- [Brief 1]
Count the lines in the rows below that contain the string "mountain", treating case as significant, and reply with the number alone.

14
WHY YOU SHOULD KEEP A DIARY
Hindsight Bias
I came across the diaries of my great-uncle recently. In 1932, he emigrated from a
tiny Swiss village to Paris to seek his fortune in the movie industry.
In August
1940, two months after Paris was occupied, he noted: ‘Everyone is certain that
the Germans will leave by the end of the year. Their officers also confirmed this to
me. England will fall as fast as France did, and then we will finally have our
Parisian lives back – albeit as part of Germany.’ The occupation lasted four years.
In today’s history books, the German occupation of France seems to form part
of a clear military strategy. In retrospect, the actual course of the war appears the
most likely of all scenarios. Why? Because we have fallen victim to the
hindsight
bias
.
Let’s take a more recent example: in 2007, economic
experts painted a rosy
picture for the coming years. However, just twelve months later, the financial
markets imploded. Asked about the crisis, the same experts enumerated its
causes: monetary expansion under Greenspan,
lax validation of mortgages,
corrupt rating agencies, low capital requirements, and so forth. In hindsight, the
reasons for the crash seem painfully obvious.
The
hindsight bias
is one of the most prevailing fallacies of all. We can aptly
describe it as the ‘I told you so’ phenomenon: in retrospect, everything seems
clear and inevitable. If a CEO becomes successful due to fortunate circumstances
he will,
looking back, rate the probability of his success a lot higher than it
actually was. Similarly, following Ronald Reagan’s massive election victory over
Jimmy Carter in 1980, commentators announced his appointment to be
foreseeable, even though the election lay on a knife-edge until a few days before
the final vote. Today, business journalists opine that Google’s dominance was
predestined, even though each of them would have snorted had such a prediction
been made in 1998. One particularly blundering example: nowadays it seems
tragic,
yet completely plausible, that a single shot in Sarajevo in 1914 would
totally upturn the world for thirty years and cost 50 million lives. Every child learns
this historical detail in school. But back then, nobody would have dreamed of
such an escalation. It would have sounded too absurd.

- [Provided data]
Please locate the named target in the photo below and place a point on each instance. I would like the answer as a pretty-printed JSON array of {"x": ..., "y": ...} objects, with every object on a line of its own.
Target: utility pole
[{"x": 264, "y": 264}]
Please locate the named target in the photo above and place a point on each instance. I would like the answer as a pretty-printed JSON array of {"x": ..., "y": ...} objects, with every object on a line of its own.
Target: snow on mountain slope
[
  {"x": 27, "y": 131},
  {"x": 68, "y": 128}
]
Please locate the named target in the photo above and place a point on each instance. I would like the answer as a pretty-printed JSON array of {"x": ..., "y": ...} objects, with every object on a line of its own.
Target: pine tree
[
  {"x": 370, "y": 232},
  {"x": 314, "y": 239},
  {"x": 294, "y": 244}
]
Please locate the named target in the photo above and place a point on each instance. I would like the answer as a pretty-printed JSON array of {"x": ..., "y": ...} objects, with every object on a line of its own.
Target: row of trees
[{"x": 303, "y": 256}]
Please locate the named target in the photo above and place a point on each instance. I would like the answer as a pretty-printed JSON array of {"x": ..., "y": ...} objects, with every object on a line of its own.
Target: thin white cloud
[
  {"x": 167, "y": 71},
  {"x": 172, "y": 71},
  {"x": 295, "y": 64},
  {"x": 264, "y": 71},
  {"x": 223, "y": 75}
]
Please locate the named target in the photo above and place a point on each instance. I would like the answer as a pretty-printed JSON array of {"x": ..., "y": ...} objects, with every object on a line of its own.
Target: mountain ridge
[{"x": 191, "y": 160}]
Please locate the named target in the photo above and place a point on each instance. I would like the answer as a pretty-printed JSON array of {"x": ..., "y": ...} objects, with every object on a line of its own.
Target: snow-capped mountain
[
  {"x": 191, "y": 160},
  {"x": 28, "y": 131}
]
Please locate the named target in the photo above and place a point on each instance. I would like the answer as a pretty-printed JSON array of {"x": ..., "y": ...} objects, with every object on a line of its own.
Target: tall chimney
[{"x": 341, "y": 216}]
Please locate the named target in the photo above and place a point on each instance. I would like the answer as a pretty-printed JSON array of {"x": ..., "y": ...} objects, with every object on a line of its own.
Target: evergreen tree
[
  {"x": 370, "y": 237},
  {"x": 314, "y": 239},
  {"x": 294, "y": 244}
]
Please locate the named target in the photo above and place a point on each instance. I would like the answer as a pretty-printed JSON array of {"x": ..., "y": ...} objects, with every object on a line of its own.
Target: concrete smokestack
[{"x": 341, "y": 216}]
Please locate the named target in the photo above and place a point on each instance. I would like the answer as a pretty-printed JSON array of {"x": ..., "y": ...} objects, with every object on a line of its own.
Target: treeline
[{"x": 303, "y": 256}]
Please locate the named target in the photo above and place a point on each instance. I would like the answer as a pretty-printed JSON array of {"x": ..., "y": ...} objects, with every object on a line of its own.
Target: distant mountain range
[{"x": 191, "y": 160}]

- [Brief 2]
Print the stretch of the hindsight bias passage from "Let’s take a" through "seem painfully obvious.".

- [Output 1]
4

- [Output 2]
Let’s take a more recent example: in 2007, economic
experts painted a rosy
picture for the coming years. However, just twelve months later, the financial
markets imploded. Asked about the crisis, the same experts enumerated its
causes: monetary expansion under Greenspan,
lax validation of mortgages,
corrupt rating agencies, low capital requirements, and so forth. In hindsight, the
reasons for the crash seem painfully obvious.